TEXTO DE LA PÁGINA —

Khruschev buscaba dos cosas. La primera, deshacer el mito de Stalin como un gran estadista y convertirlo, de hecho, en un mediocre que escondió su mediocridad bajo una tonelada de cadáveres (lo cual, hay que decirlo, es bastante injusto); y hacer que todo el mundo mirase hacia el muerto, sin darse cuenta del leve detalle de que el muerto no habría podido cometer todos aquellos latrocinios de no haber tenido colaboradores. Y, no se olvide, le ofreció a los cuadros del Partido el beneficio indudable de una discusión a puerta cerrada. Lo que pasa en la vanguardia revolucionaria se queda en la vanguardia revolucionaria.
Aunque el discurso se hizo a puerta cerrada, varios de los asistentes no soviéticos, representantes de partidos amigos, se quedaron con la copla y luego hicieron de bocachanclas. En occidente, pues, no se tardó mucho en publicar detalles del discurso. En la URSS, sin embargo, no fue publicado hasta que Izvestiya TsK KPSS, o sea el boletín del Comité Central, no lo hizo el mismo año que cayó el Muro.
Todavía atacaría Khruschev a Stalin una vez más: en el XXII Congreso, en 1961. Luego llegó Breznev, que era madera de otro tronco. Nostálgico del estalinismo y él mismo practicante de algunas de sus peores invenciones, yo tengo por cierto que Leónidas hubiese querido rehabilitar completamente a su antecesor. Pero no lo hizo, probablemente aconsejado por los más inteligentes de sus diplomáticos, que le explicaron que, en el mundo, Stalin había dejado de molar. Ese cadáver ya no había quien lo levantase. Incluso Suslov, él mismo un estalinista en casi todos sus ángulos, le aconsejó que mejor hiciese como si Stalin nunca hubiese mandado en la URSS. En las escuelas soviéticas, los curricula de Historia daban unos saltos cuánticos de la hostia.
Stalin pasó a ser ese señor del que no se habla. Y ahí sigue, pues es un hecho que el comunismo y el neomarxismo del siglo XXI nunca hablan de Stalin. Ni para denostarlo, ni para defenderlo. Hacen como Breznev, y simulan que nunca existió. Todo el mundo en el entorno comunista, soviético y no soviético, tuvo que empezar un proceso de recauchutado de su Historia, para así poder hacer olvidar a cualquier observador que, alguna vez, fueron admiradores y férreos partisanos de tamaño hijo de puta.
Iosif Vissarionovitch Dzugashvili es el gran elefante presente en la habitación del comunismo. Su figura es normalmente digerida en dos pasos: el primero, hacer como que no existió. Y, si falla éste, argumentar que, lejos de ser comunista, traicionó al comunismo. Sin embargo, pese a que, probablemente, Nadezhda Konstantinova Krupskaya fue una de las personas que Stalin más odió en lo personal en su vida, Stalin no negó a Lenin. No lo traicionó. Lo completó. Casi todo en las teorías y en las decisiones prácticas de Lenin anuncia a Stalin, prepara a Stalin. Stalin, lejos de traicionar al comunismo, lo quintaesenció.

OBJETIVOS —
(1) Imprime sin cambios el fragmento del texto sobre Stalin que empieza en las palabras "Khruschev buscaba dos" y termina tras las palabras "la vanguardia revolucionaria.".
(2) Según el texto sobre Stalin, ¿en qué congreso y en qué año atacó Khruschev a Stalin una vez más?
(3) Indica si cada afirmación concuerda con el texto sobre Stalin y responde sí o no, citando literalmente las palabras que lo deciden: (a) El discurso de Khruschev se publicó en la URSS poco después de pronunciarse. (b) Suslov aconsejó a Breznev hacer como si Stalin nunca hubiese mandado en la URSS. (c) Stalin negó a Lenin.

[Elementos de datos]

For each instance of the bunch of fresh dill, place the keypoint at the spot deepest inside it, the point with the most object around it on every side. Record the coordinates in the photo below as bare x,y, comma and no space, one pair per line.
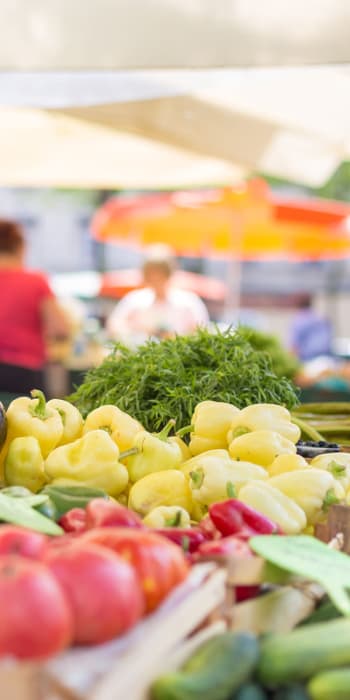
166,379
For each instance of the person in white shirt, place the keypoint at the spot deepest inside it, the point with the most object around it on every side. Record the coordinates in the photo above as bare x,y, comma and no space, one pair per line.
159,309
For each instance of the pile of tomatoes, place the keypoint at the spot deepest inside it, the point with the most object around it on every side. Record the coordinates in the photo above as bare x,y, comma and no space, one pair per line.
82,589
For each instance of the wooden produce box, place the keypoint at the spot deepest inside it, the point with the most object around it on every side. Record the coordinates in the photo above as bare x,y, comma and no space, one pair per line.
124,668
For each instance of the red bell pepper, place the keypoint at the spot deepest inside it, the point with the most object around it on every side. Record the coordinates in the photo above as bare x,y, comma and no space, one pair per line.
74,521
208,528
246,593
188,538
102,513
233,517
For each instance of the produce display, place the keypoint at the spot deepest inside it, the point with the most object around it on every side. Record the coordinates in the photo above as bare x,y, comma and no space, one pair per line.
105,512
167,379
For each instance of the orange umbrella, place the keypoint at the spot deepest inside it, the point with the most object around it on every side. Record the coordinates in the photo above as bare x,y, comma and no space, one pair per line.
246,223
117,284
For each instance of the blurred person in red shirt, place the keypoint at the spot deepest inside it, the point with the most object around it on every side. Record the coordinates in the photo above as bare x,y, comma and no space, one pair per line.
29,316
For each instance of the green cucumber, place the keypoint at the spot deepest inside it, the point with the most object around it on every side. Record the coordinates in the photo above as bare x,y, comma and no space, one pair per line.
250,691
330,685
65,498
303,652
18,512
214,672
326,611
291,692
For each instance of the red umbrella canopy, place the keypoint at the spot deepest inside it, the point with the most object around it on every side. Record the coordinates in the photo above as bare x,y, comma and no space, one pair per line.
247,223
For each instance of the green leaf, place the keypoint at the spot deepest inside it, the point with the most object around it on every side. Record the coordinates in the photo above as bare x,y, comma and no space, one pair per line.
310,558
338,470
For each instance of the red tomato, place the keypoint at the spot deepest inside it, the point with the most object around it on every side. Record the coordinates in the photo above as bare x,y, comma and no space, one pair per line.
227,546
36,621
160,564
102,590
102,513
246,593
18,540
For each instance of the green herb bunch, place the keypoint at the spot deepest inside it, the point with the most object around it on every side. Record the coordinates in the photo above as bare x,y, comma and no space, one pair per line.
166,379
284,363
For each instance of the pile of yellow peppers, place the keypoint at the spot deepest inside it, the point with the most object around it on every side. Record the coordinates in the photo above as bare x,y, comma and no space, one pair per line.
249,454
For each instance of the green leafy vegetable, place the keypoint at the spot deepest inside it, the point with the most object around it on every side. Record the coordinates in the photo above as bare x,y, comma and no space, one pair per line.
166,379
283,362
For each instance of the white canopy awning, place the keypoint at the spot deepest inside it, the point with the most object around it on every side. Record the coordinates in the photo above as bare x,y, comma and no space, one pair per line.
173,129
42,149
144,34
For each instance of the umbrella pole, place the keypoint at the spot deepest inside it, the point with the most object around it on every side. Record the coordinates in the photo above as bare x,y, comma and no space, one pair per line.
234,274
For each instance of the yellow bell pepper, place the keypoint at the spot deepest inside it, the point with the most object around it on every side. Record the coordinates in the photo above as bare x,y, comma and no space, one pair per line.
287,463
185,450
210,423
269,501
93,460
34,418
338,464
72,420
154,452
214,479
121,427
24,465
260,447
264,416
164,488
167,516
201,460
312,489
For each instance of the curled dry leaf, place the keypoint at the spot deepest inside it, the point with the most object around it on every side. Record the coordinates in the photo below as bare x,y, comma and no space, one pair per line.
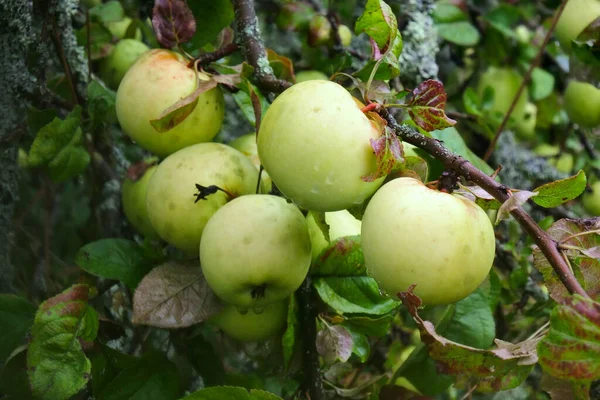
503,367
426,108
173,22
174,295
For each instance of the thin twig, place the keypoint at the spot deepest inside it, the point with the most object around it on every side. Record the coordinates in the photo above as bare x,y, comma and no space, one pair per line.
526,80
500,192
254,48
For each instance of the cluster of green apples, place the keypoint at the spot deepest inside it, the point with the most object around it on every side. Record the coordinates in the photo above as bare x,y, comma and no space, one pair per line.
255,250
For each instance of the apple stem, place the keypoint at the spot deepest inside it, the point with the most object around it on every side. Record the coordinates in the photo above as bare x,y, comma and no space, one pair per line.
205,191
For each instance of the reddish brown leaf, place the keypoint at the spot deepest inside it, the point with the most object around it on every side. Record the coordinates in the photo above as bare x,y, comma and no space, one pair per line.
427,106
571,350
504,367
582,252
173,22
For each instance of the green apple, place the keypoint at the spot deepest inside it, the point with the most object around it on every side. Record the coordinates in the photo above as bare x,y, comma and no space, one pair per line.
115,65
255,250
119,28
133,198
505,82
576,15
591,199
341,223
172,207
582,103
441,242
314,142
157,80
525,127
310,75
252,326
247,145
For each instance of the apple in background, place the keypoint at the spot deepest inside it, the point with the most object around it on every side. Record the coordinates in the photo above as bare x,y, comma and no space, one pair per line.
525,127
133,198
255,250
505,82
591,199
115,65
341,223
582,103
577,15
157,80
172,209
310,75
411,234
314,143
247,145
252,326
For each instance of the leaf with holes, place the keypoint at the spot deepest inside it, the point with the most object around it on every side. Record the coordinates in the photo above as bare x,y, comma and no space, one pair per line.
503,367
388,152
334,343
63,326
174,296
173,22
515,201
426,108
554,194
571,349
579,239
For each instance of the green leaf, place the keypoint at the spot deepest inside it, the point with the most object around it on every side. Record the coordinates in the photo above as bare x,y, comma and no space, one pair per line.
230,393
16,317
153,377
379,22
111,11
542,84
355,294
58,367
118,259
290,339
556,193
462,33
55,136
69,162
101,103
503,18
472,322
454,142
444,13
211,17
581,242
571,350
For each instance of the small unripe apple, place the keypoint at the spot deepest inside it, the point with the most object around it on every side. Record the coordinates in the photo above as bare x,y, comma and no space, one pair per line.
310,75
133,198
172,207
582,103
314,142
119,28
441,242
341,223
591,199
255,250
157,80
115,65
505,82
252,326
247,145
576,15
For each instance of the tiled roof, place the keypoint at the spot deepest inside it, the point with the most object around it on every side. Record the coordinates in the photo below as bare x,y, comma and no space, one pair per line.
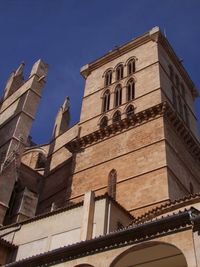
7,244
169,206
124,237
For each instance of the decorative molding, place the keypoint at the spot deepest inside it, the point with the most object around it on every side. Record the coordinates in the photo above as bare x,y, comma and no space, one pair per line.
163,109
127,236
79,143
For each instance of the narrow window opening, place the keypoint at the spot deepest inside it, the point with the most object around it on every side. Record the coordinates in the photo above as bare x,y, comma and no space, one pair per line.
174,101
118,96
186,116
40,161
104,122
180,106
119,72
117,116
191,188
108,78
130,90
130,111
131,66
177,82
183,90
112,181
120,226
106,101
171,73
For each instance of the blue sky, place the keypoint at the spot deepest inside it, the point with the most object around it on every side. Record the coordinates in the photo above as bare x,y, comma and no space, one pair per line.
67,34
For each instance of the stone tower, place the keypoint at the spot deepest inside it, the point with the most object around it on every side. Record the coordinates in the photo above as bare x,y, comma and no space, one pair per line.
17,112
138,121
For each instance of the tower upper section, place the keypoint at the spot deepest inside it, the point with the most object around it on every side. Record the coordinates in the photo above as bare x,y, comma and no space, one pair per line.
133,77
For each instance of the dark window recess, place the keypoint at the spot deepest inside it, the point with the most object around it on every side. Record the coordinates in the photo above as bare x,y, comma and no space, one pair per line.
40,161
177,82
108,78
174,100
119,225
171,73
104,122
131,66
118,96
119,72
180,106
130,111
191,188
130,90
117,116
183,90
112,180
106,101
186,116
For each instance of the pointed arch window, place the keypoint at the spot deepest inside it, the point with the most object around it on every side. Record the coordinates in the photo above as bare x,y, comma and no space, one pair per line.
40,161
118,96
131,67
104,122
106,101
177,82
171,73
130,90
108,78
112,181
117,116
174,100
130,111
119,72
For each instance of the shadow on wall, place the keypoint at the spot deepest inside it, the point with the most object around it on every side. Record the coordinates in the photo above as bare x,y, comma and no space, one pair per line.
151,254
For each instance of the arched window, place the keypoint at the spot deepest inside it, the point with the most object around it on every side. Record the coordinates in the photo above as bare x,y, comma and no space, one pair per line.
104,122
186,116
118,96
106,101
130,111
119,72
183,90
131,67
40,161
130,90
108,78
177,82
180,106
171,73
117,116
174,100
191,188
112,180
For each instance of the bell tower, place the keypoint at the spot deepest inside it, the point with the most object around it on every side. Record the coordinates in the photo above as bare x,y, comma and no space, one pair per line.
17,112
138,118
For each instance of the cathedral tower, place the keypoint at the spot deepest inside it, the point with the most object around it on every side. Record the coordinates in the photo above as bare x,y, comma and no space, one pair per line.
138,121
17,112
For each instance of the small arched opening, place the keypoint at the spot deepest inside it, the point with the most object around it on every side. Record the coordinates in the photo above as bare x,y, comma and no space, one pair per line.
151,254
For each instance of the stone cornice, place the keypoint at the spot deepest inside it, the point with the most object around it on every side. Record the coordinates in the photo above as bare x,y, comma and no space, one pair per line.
154,35
183,131
79,143
162,109
113,54
127,236
172,55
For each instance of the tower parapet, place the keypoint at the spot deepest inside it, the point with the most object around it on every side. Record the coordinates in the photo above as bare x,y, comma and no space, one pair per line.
17,112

RESULTADOS EN ORDEN —
(1)
Khruschev buscaba dos cosas. La primera, deshacer el mito de Stalin como un gran estadista y convertirlo, de hecho, en un mediocre que escondió su mediocridad bajo una tonelada de cadáveres (lo cual, hay que decirlo, es bastante injusto); y hacer que todo el mundo mirase hacia el muerto, sin darse cuenta del leve detalle de que el muerto no habría podido cometer todos aquellos latrocinios de no haber tenido colaboradores. Y, no se olvide, le ofreció a los cuadros del Partido el beneficio indudable de una discusión a puerta cerrada. Lo que pasa en la vanguardia revolucionaria se queda en la vanguardia revolucionaria.

(2) En el XXII Congreso, en 1961.

(3)
(a) No: "En la URSS, sin embargo, no fue publicado hasta que Izvestiya TsK KPSS, o sea el boletín del Comité Central, no lo hizo el mismo año que cayó el Muro."
(b) Sí: "Incluso Suslov, él mismo un estalinista en casi todos sus ángulos, le aconsejó que mejor hiciese como si Stalin nunca hubiese mandado en la URSS."
(c) No: "Stalin no negó a Lenin."